Data pulled from a collection:

________________

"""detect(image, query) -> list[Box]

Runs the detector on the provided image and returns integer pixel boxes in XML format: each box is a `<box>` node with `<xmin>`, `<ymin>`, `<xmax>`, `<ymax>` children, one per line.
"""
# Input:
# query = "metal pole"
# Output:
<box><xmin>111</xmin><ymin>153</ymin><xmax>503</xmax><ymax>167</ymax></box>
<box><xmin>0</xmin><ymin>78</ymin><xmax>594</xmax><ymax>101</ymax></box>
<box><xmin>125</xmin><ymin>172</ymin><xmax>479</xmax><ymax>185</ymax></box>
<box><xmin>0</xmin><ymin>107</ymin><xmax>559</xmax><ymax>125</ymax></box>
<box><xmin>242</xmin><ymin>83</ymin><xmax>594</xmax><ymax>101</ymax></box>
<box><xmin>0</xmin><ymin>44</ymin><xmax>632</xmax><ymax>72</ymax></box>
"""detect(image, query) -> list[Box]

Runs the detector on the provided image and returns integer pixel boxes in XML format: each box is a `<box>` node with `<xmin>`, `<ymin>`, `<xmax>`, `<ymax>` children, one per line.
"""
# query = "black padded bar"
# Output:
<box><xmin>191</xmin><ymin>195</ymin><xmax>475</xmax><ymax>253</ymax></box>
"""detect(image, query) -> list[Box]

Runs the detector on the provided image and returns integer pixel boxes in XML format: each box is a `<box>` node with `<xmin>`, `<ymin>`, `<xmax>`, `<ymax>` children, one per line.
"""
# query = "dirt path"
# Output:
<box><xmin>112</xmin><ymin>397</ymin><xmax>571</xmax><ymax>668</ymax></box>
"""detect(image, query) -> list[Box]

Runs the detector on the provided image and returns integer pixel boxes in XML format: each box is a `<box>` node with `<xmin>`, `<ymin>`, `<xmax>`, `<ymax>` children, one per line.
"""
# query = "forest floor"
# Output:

________________

Pick out each line in the entries above that contains the string "ymax", and copy those lines.

Runs the detector on the provided image and returns integer pixel boxes in XML format: each box is a `<box>` node with `<xmin>`, `<ymin>`, `<xmax>`, `<ymax>` children, one per line.
<box><xmin>111</xmin><ymin>153</ymin><xmax>503</xmax><ymax>167</ymax></box>
<box><xmin>0</xmin><ymin>78</ymin><xmax>594</xmax><ymax>101</ymax></box>
<box><xmin>125</xmin><ymin>172</ymin><xmax>479</xmax><ymax>185</ymax></box>
<box><xmin>0</xmin><ymin>107</ymin><xmax>559</xmax><ymax>125</ymax></box>
<box><xmin>242</xmin><ymin>83</ymin><xmax>594</xmax><ymax>101</ymax></box>
<box><xmin>0</xmin><ymin>44</ymin><xmax>632</xmax><ymax>72</ymax></box>
Runs the detector on the provided image and returns integer pixel boxes in XML format: each box is a `<box>` node with `<xmin>`, `<ymin>`, `<xmax>`, `<ymax>` children, one per line.
<box><xmin>191</xmin><ymin>195</ymin><xmax>475</xmax><ymax>253</ymax></box>
Runs the detector on the provided image and returns integer pixel boxes in XML format: each box is a `<box>` node with `<xmin>`, `<ymin>`, `<xmax>`, `<ymax>` children, one per line.
<box><xmin>112</xmin><ymin>397</ymin><xmax>571</xmax><ymax>668</ymax></box>
Runs the detector on the provided image and returns integer pixel boxes in XML format: each box is a `<box>` node with `<xmin>`, `<ymin>`, `<xmax>`, `<ymax>` children, one per line.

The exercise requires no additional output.